■ SUPPLIED TEXT
▶

Tuesday, November 15, 2011

Film Is A Visual Medium. Your Work Will Be Obscured To The Fullest Extent Of Available Technology. Thank You For Playing. (Part One)

When I was in college, if you were majoring in Film, you had to produce a "Final"  film and the crew was made up of fellow students. I remember working on one film where Student "X" was working as the Gaffer...and he was really fast. The problem was that he'd light the scene as soon as he knew where the actors would be acting, but not before he found out where the camera would be. So he always set up the lights in the shot. The third or fourth time this happened, he screamed at the Director of Photography, "The lighting is beautiful! How about if you 'adjust' your shot to avoid the lights for once ‽"

You may find this ludicrous -- and at the time, so did I -- but I'm beginning to sympathize with the poor deluded schmuck. It's true; everyone who works on movies has, at one time or another, felt like their contribution wasn't getting the respect it deserved. (They've also all felt they deserved a really cool leather crew jacket or even a shiny new BMW instead of some crappy T-shirt as a wrap gift, but that's another story altogether.)

It's a good news/bad news situation.

For the filmmaker, it's good that someone is obsessing about what time shows up on that clock at the beginning of every take of Scene 87B.  It's good that someone is obsessing about the lead character always wearing that bracelet during the third day of the story, but not on the fourth day of the story.  It's good that someone is obsessing about getting a clean recording of that mournful train whistle in the distance.  It's good that someone is obsessing over there always being plenty of peanut butter & cheese crackers on hand; even if most of the crew thinks they're disgusting, they keep disappearing at an impressive rate, so they must be making somebody happy.

For the obsessed, though, here's the bad news.  No matter how dedicated you are to carrying out the narrow focus of your job description, it's never going to be a movie about a clock that says 9:42 A.M. at just the right moment of screen time; it'll never be a movie about that adorable tennis bracelet; it's never going to be a movie about moody train whistles and if it's ever a movie about peanut butter and cheese crackers, there had better be a fairly engrossing subplot.

So yeah...I get it. the movie is about the people and what they do and say in the locations you pay me to find, but would it be asking too much to actually let the audience get a look at the places sometimes?  Huh?

◀

■ ITEMS

▶

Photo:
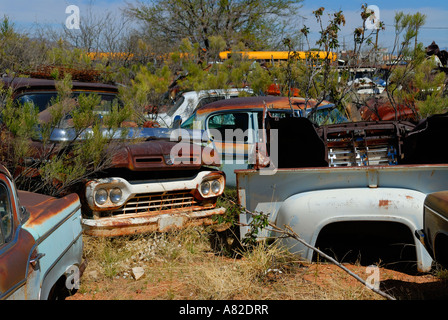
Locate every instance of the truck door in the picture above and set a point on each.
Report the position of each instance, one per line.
(233, 138)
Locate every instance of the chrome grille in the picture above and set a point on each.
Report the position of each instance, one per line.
(150, 202)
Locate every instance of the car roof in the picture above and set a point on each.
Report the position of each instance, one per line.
(272, 103)
(20, 84)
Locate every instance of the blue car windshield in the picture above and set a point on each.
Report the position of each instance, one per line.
(43, 100)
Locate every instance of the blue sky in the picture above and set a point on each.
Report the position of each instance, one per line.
(52, 12)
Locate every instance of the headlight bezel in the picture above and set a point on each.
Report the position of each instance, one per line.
(209, 181)
(115, 195)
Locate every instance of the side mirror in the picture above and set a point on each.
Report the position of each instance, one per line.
(177, 122)
(24, 214)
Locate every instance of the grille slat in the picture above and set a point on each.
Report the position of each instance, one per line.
(143, 203)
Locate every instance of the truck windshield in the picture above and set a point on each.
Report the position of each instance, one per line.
(43, 100)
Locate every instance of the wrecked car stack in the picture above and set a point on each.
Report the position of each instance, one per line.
(148, 186)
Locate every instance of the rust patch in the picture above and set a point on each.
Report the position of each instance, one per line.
(14, 261)
(384, 203)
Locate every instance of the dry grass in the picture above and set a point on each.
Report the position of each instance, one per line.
(181, 265)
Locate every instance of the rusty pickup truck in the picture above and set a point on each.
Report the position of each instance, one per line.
(40, 243)
(145, 188)
(352, 188)
(148, 189)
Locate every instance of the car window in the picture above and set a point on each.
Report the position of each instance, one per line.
(218, 124)
(207, 100)
(43, 100)
(6, 219)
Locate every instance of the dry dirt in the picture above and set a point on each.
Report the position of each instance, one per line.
(313, 281)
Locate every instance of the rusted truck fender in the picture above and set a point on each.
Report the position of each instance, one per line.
(307, 214)
(56, 226)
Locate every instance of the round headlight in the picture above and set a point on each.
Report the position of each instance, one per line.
(205, 188)
(216, 186)
(101, 196)
(115, 195)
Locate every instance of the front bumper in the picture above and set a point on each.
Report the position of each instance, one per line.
(148, 222)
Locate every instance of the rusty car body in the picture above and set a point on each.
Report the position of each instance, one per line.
(234, 125)
(376, 109)
(147, 186)
(434, 234)
(40, 243)
(362, 182)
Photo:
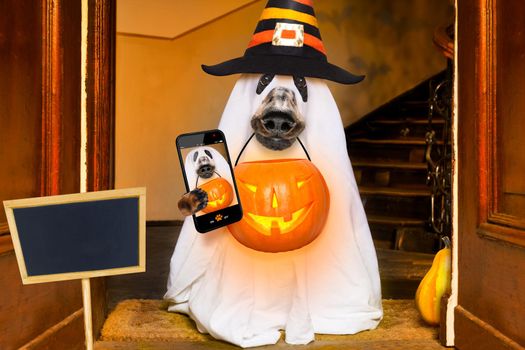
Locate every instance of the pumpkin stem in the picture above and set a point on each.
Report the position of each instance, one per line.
(446, 241)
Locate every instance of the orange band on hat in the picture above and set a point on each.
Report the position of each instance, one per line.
(314, 42)
(261, 38)
(274, 13)
(306, 2)
(267, 36)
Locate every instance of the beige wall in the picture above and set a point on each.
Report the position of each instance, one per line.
(161, 91)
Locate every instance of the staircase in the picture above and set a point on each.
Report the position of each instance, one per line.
(387, 148)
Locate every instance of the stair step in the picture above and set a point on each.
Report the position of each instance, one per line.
(394, 221)
(412, 120)
(394, 192)
(389, 165)
(402, 141)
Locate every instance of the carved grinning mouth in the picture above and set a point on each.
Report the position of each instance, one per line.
(273, 225)
(216, 202)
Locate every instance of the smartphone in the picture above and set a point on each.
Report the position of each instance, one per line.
(206, 164)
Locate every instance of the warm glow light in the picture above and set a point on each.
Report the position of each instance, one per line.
(269, 225)
(274, 201)
(251, 187)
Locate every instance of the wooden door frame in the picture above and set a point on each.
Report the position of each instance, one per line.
(480, 225)
(100, 86)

◀

■ TO BE DONE
Pick up the blog post about crew work on films where it stops and keep writing it. The records have nothing to do with what comes next.

■ RESULT
You want an example?  On one movie, I was sitting down for a meeting with the Director and the D.P. to discuss the look of the film before I got heavily into scouting.  The D.P. said he intended to shoot most of the movie "kinda long-lensey, in your face, really intimate".  "Great", I said, "We can shoot the whole movie in your office." (I swear this is an accurate transcript.)

Here's the opening scene of the movie and here's just a screenshot since embedding is disabled.
Go ahead and watch the whole thing; it's a pretty terrific scene.  But it's also a pretty terrific location. We looked at 42 BAZILLION restaurants before choosing that one. I'm not sure why we bothered.*  Look, I know the scene is about the people around that table, but couldn't we get one stinking in-focus shot of the place? (Why yes...I am being a whiney little bitch.)

One of the first movies I had any real Locations responsibilities on was True Believer.  The opening sequence of the movie is a murder in Chinatown that sets up the rest of the plot.  Here's the trailer for the movie and you can see a snippet of the Chinatown sequence in the first few seconds.



The scene takes up a couple of minutes of actual screen time and it took two full nights to shoot. It took me two solid weeks to make all of the arrangements necessary to shoot there ... stores/restaurants keeping their lights and signs on all night, access to a bunch of roofs and fire escapes for lighting and camera positions, etc.**

Once again...it's a terrific scene, but Chinatown is really fuzzy and out of focus for most of it. Does a little part of me resent the fact that two weeks of my hard work is barely visible on the screen?  Nooooooo!  That would be petty and stupidly self-centered of me. (Feh.)

This Post Will Be Continued with more petty, self-centered whining...
Stay Tuned!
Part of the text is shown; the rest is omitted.